Excerpt provided
++++

No windows... or ducts... or plumbing...
...Just carpets!

Can carpets in your home actually improve indoor air quality?

Common sense dictates that a person who is sensitive to allergens and chemicals should remove the carpets from their home in favor of hard floors which are easy to clean. Right? In the recent "green" movement, carpets have been vilified for being moldy, unhealthy, filth-laden, emitters of toxic fumes. There are unscientific, unproven theories about carpet emissions posted all over the internet. In 1992, to combat these false claims, the carpet manufacturing industry voluntarily engaged in a dialogue with the EPA, and the Carpet & Rug Institute (CRI) initiated a testing program for minimum allowable emissions of carpet. There are however, legitimate concerns about carpet which I will investigate in this article.

  1. First, we'll consider airborne dust and allergens. Scientific studies have shown that residential carpets, with their extremely high surface areas act as efficient air filters, trapping and holding particulate airborne contaminates such as dust, smoke, dander, and dust mites. Many of these particulates are allergens which cause respiratory problems to some people when inhaled. Hard floors don't trap these particulates, so they are more easily disturbed by foot traffic or cleaning. These particulates then become airborne and enter the breathing zone. More about dust mites: Most people with dust mite allergies are only allergic to the airborne dust mite feces, and not the mites themselves. Vacuuming will remove the dust mites from carpets and furniture. Carpets may actually be beneficial to people with asthma or other respiratory illness. One can minimize particulates by frequent vacuuming with a CRI certified vacuum cleaner, and by having your carpet professionally cleaned once a year.

  2. Mold is a serious concern in any indoor environment. However, mold simply will not grow on clean, dry, synthetic carpet. Mold will grow on almost any dirty surface in a warm environment at over 60% humidity. Materials that remain damp for a period of time will develop mold. This includes vinyl, tile, wood, carpet, bamboo, cork, drywall, or any other building material one can think of. Click here for scientific studies regarding mold and carpets. Click here for mold facts on the CDC's website.

  3. Carpet Emissions. Emission of volatile organic compounds (VOCs) happens with most new interior products. Building materials, furniture, fabrics, carpets, etc... All emit VOCs. Carpet fibers are made of nylon, wool, polyester, etc... These are all of the same materials that are in the clothes we wear. Most carpet backing is made from polypropylene and synthetic latex. We eat food from polypropylene containers every day, and synthetic latex, since it doesn't contain the proteins that natural latex contains, is not an allergen. New carpets will emit low levels of VOCs for a few days after it's installed. Adequate ventilation will alleviate any unpleasant odors during this time. Following an in-depth study, Dr. Alan Hedge, professor of Environmental Analysis at Cornell University, reported that "New carpet emissions should not create health problems for people – any people”. In 1992, the carpet industry voluntarily reduced the maximum allowable emissions from carpets to the following measured in mg/m2•hr
    • Total Volatile Organic Compounds
    • 4-PC (4-Phenylcyclohexene)

++++

Data listing
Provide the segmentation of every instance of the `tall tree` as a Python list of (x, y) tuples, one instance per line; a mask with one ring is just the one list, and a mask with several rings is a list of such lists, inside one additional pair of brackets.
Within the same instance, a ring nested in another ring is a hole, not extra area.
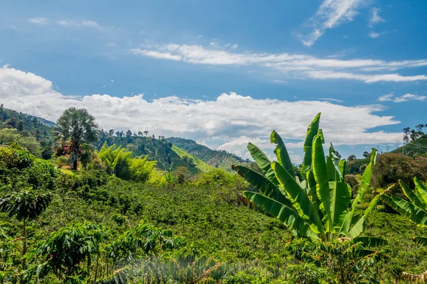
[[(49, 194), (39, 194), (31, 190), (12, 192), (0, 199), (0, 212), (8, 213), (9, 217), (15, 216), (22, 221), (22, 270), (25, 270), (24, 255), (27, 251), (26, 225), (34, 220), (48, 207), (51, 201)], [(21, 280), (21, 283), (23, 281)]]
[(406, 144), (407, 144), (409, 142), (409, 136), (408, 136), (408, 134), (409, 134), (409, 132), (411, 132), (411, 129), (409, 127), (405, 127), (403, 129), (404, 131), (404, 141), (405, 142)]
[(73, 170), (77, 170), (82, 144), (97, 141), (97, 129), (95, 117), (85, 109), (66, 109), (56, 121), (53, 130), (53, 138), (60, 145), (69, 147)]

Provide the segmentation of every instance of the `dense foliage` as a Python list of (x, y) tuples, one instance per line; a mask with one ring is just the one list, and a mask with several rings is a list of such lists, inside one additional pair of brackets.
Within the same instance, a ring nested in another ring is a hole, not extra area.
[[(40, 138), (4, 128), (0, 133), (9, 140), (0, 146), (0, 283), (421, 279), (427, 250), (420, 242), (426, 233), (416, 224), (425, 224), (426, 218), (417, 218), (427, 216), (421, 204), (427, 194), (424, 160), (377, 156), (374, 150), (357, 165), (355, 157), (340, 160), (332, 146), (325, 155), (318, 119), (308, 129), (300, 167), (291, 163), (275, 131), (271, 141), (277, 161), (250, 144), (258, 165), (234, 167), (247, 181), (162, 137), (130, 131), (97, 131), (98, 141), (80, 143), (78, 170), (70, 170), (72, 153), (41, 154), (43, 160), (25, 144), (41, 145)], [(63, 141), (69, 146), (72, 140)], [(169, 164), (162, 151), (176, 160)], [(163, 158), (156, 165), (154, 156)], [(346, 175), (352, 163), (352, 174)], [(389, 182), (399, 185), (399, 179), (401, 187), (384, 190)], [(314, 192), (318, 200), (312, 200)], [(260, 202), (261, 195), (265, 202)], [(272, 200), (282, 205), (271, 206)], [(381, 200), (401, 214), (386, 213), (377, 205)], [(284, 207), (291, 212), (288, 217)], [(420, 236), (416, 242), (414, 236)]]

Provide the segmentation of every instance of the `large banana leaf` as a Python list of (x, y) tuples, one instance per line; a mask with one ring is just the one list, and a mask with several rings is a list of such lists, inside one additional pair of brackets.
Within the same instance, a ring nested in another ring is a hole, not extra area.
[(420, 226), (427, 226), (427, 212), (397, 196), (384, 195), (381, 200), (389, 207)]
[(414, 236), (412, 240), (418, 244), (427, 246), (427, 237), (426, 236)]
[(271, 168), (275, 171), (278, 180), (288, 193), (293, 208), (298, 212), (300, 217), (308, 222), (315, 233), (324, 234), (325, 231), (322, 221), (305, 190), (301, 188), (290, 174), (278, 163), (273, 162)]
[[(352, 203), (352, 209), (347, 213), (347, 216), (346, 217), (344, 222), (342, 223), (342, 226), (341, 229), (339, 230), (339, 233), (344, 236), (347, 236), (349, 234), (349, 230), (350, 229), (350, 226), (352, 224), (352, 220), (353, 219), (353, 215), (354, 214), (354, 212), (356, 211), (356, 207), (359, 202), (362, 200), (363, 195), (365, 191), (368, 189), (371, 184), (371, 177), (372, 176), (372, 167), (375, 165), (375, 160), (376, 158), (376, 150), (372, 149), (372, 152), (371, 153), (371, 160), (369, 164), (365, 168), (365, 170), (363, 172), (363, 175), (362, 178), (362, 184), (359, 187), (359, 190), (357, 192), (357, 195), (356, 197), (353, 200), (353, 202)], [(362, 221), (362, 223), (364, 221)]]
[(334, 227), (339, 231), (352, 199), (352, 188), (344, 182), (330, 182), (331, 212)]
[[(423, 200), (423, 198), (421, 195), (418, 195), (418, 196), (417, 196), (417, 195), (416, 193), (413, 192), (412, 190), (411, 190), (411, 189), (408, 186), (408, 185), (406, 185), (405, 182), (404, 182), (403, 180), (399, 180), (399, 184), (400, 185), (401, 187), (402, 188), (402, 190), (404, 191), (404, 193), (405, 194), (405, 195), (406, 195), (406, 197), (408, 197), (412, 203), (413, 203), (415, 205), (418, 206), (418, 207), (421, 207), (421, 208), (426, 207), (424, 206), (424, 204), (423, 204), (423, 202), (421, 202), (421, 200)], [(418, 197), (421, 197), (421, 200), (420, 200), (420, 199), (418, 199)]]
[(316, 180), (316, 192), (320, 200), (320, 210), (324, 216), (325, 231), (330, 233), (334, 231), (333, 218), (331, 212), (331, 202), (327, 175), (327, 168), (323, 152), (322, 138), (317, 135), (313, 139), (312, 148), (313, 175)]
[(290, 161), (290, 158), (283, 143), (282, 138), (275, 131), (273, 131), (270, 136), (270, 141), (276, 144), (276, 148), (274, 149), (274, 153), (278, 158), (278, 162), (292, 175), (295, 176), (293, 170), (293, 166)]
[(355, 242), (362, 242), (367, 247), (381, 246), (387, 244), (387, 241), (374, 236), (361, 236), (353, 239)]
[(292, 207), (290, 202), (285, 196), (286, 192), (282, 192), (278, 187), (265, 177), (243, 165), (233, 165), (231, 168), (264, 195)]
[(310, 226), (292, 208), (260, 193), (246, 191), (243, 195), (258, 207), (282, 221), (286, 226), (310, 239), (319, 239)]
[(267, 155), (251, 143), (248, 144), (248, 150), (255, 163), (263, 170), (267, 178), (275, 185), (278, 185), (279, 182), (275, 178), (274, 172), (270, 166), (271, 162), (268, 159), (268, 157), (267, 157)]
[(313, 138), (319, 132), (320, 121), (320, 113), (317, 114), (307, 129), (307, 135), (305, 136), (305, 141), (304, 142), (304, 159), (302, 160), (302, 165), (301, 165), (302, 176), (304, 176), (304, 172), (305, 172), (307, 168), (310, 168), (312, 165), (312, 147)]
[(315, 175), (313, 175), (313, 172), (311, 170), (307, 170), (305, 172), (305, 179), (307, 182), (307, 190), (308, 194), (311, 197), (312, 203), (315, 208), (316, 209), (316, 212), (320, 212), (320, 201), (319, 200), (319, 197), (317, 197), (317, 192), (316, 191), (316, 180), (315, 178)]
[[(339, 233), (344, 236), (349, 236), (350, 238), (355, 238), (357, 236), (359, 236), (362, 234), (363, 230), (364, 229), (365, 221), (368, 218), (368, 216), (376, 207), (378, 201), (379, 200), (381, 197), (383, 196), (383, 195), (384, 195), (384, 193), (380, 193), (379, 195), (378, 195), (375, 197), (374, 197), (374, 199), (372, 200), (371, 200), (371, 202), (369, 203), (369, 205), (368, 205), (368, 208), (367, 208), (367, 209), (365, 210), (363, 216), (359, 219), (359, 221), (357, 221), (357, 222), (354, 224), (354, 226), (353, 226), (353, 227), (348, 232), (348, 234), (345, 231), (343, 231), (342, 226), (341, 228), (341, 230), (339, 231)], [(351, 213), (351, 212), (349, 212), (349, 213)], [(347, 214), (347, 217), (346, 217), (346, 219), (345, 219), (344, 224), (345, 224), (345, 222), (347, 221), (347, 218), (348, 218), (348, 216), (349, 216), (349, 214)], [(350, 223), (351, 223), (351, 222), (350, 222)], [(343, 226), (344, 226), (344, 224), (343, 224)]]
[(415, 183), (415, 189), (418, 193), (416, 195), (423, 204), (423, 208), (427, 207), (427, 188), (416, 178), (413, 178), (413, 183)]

++++

The problem
Write the next part of the article on carpets and indoor air quality, picking up after its last line. The entries have nothing to do with what is asked here.

Output for this exercise
    • Formaldehyde
    • Styrene
  4. Carpet cushions are a source for potentially high emissions, as well as adhesives used to secure the cushion to the subfloor. These products vary greatly in emissions; however the Carpet & Rug Institute has implemented testing programs for these products. If you use only CRI certified carpet, cushion, and adhesives, you can ensure that there will be no harmful VOCs emitted from your carpets. Cleaning products, waxes, sealers, and other products for maintaining hard floors often contain volatile solvents which release high levels of VOCs. Carpets are vacuumed without chemicals, and steam cleaned once a year with water based detergents which are much less invasive.
  5. When carpet has reached the end of its life it can be recycled into new carpet, roofing materials, automotive parts, septic tanks, insulation, fencing, pallets, sound barriers, railroad ties, energy, & more.

Carpet is a comfortable, healthy, and cost effective way to cover the floors in your home. Carpet is a warm, pleasant, safe non slip surface for small children or adults to walk on. Carpet absorbs sound. Carpet is stylish, and is available in a large variety of textures. Colors are virtually unlimited from neutral tones to bold patterns which can brighten up any room. Hopefully the research I have shown in this article will alleviate some fears, clear up some misconceptions, and give someone some peace of mind.